**Exercise directions:**
Beginning at the line containing "Where can you spot the forearm", output every line to the end of the data below exactly as it appears.

------------------------------------------------

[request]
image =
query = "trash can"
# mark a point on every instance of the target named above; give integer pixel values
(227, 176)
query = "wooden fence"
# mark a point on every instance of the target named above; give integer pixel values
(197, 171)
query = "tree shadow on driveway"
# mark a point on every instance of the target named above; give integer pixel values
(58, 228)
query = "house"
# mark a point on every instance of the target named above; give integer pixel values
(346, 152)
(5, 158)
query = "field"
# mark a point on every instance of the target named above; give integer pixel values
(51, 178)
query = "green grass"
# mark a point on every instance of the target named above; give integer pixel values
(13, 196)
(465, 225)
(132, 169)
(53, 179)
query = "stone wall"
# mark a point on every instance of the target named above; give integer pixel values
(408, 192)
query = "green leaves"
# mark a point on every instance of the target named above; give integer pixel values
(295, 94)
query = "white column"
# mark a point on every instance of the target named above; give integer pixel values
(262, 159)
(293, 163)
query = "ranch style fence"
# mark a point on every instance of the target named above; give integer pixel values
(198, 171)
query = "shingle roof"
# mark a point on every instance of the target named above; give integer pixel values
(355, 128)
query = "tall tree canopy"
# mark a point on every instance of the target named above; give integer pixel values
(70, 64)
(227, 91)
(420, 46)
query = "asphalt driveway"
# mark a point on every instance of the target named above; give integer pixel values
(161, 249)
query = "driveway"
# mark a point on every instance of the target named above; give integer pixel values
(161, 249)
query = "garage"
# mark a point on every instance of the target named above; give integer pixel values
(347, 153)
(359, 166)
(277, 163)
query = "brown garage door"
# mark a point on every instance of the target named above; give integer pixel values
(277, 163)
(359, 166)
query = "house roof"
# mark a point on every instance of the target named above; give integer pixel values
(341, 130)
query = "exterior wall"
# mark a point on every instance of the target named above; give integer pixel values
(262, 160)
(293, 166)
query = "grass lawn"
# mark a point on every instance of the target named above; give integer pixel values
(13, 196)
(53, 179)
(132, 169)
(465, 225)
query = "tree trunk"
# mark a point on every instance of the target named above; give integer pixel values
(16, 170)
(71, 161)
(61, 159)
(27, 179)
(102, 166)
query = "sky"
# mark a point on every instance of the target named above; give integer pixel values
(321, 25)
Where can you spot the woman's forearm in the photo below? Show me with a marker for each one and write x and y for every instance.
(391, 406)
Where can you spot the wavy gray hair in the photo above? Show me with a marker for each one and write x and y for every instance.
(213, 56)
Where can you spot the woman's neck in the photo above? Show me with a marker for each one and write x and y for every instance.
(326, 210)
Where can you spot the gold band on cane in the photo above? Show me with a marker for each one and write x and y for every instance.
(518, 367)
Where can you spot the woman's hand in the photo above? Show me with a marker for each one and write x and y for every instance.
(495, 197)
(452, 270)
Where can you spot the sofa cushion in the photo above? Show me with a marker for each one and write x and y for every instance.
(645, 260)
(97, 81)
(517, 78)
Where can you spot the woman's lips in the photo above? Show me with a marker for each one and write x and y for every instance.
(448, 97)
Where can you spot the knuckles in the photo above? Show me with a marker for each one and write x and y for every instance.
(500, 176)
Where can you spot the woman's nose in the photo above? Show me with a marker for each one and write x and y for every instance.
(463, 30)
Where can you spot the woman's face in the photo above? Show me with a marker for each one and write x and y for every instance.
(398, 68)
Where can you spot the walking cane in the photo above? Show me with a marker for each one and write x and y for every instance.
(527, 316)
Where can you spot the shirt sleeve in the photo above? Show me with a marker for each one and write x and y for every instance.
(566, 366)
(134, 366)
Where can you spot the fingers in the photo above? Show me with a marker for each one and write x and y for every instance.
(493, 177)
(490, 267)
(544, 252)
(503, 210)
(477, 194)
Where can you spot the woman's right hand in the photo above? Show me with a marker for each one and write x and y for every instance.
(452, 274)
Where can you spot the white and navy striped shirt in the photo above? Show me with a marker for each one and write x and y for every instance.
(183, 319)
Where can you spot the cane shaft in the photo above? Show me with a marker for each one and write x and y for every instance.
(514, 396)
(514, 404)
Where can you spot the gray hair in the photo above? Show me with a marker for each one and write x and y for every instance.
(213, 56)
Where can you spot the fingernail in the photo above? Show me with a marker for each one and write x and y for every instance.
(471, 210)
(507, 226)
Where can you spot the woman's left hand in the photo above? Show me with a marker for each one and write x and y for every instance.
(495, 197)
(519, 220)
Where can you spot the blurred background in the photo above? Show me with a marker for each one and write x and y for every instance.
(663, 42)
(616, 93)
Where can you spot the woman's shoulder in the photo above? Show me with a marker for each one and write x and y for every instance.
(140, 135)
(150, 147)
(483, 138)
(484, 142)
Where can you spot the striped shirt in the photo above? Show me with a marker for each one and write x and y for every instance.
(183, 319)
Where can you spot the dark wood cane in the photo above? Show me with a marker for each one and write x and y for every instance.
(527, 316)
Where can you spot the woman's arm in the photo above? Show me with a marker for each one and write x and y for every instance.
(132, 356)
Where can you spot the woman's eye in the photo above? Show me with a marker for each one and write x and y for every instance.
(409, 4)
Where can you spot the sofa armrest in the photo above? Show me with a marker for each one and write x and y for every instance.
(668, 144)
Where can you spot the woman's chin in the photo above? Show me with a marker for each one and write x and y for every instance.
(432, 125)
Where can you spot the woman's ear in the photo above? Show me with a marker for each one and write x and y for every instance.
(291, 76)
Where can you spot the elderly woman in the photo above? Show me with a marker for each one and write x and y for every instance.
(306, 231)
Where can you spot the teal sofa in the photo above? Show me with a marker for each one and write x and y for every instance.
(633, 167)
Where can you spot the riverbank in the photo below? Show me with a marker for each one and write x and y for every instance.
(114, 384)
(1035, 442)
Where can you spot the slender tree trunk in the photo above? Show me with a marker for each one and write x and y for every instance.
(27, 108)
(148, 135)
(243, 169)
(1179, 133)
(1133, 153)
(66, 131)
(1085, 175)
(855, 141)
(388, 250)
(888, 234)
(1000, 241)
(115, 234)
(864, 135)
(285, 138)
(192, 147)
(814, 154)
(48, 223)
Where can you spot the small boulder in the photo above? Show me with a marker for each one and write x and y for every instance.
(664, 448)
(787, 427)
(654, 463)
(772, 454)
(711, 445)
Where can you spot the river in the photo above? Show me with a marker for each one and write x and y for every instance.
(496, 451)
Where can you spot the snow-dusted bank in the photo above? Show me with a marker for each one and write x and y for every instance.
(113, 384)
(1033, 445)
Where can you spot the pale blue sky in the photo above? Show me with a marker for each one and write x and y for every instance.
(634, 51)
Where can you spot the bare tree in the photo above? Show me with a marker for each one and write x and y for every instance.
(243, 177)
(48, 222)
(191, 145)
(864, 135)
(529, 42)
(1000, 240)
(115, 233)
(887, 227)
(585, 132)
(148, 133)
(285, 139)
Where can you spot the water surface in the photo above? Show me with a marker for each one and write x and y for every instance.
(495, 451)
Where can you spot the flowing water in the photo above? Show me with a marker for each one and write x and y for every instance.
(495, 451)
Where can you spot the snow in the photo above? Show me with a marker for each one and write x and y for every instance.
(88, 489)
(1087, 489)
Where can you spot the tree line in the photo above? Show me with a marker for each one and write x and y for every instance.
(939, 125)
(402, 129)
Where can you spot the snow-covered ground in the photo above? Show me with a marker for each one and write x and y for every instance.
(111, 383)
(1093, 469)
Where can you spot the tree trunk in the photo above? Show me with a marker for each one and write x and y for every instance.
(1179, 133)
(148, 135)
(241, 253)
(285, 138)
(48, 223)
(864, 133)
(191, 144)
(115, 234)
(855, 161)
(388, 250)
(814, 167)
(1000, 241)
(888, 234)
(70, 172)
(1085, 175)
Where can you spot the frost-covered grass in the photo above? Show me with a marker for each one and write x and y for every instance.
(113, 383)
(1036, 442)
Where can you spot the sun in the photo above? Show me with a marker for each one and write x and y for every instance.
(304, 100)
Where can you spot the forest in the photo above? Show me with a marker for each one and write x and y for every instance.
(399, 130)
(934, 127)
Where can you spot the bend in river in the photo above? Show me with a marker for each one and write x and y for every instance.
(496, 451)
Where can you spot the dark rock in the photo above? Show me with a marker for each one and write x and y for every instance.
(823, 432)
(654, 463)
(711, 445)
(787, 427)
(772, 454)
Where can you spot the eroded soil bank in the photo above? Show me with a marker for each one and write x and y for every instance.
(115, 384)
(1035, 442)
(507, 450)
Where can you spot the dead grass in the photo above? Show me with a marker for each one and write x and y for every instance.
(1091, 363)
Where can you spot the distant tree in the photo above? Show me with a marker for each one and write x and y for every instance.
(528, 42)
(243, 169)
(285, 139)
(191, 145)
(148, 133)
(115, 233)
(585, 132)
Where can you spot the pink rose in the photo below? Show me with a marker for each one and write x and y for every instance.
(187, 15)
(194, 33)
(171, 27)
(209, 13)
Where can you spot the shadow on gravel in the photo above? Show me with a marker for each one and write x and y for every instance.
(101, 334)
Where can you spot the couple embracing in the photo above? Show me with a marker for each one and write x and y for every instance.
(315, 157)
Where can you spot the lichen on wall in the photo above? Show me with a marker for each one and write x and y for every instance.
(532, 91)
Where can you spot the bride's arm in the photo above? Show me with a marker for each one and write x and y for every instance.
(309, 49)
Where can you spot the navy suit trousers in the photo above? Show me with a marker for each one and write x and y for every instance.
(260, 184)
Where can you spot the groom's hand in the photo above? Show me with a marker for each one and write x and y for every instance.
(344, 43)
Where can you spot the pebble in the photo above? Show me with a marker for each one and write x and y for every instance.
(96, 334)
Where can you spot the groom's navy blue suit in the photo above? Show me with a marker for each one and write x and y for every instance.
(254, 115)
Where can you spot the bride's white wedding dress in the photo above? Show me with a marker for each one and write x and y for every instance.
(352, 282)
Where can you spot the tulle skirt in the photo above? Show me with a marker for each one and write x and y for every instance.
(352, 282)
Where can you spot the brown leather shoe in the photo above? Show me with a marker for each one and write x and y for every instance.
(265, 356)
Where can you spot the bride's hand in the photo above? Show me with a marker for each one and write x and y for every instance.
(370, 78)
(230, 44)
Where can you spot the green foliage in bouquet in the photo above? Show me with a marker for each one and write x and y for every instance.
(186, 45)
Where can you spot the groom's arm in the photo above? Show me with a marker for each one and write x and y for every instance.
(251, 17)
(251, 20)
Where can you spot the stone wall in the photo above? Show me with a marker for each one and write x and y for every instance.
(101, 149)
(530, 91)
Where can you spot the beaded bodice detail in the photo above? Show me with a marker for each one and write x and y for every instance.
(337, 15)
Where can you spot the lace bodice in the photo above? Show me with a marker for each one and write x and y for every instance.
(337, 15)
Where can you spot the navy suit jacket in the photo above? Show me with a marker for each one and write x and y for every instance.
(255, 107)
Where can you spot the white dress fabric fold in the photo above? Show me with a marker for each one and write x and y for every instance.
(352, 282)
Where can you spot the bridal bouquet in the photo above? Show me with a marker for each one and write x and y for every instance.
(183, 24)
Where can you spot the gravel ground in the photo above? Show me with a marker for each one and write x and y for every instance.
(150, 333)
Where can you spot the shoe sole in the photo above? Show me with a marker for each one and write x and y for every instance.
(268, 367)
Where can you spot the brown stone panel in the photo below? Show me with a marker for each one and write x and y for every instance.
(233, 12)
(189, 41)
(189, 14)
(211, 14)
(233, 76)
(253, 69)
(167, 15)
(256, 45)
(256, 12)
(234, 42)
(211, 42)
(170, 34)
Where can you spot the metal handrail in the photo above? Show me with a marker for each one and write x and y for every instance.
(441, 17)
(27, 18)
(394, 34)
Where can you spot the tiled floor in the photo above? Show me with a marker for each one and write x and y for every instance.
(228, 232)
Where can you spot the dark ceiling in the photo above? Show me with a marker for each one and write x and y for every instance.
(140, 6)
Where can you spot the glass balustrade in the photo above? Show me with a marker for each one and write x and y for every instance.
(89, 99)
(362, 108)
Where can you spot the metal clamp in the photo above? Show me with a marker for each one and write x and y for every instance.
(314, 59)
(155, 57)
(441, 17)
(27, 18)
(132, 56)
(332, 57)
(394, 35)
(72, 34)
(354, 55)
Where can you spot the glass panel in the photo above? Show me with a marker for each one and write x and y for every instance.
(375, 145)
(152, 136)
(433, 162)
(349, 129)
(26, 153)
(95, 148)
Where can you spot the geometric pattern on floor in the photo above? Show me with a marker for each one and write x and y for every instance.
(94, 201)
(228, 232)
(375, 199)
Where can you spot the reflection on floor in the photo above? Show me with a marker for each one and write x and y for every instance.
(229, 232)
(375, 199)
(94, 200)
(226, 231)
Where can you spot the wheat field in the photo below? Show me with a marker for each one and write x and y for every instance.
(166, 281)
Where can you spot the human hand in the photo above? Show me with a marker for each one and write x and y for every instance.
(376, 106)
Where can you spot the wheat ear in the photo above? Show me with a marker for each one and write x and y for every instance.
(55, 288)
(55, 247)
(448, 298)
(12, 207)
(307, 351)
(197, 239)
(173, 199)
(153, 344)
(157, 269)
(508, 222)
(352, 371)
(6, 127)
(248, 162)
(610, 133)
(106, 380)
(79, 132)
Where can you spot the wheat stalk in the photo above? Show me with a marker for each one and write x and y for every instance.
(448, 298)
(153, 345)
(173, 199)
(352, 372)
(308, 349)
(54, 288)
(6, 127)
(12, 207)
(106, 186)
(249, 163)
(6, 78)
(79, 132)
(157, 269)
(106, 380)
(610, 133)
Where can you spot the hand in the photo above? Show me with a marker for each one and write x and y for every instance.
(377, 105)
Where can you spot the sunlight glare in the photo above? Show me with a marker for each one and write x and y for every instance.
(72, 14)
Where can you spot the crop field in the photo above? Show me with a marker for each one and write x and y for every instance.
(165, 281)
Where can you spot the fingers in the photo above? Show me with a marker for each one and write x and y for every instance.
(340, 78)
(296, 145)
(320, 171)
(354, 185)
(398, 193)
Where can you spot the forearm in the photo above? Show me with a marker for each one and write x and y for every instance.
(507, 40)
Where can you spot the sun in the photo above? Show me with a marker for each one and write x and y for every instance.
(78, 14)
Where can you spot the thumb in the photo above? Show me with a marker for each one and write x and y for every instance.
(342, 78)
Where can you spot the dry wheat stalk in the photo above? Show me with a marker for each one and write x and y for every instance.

------------------------------------------------

**Answer:**
Where can you spot the forearm in the photo above? Show me with a marker for each one and write x and y for every instance.
(507, 40)
Where can you spot the sun in the photo above? Show me with a marker for each one and write x and y for every instance.
(78, 14)
Where can you spot the thumb in the photo above? Show me with a marker for each one and write x and y for every instance.
(342, 78)
Where can you spot the dry wheat stalk in the photo above? Show me with a marker for each one and write x and y for every instance.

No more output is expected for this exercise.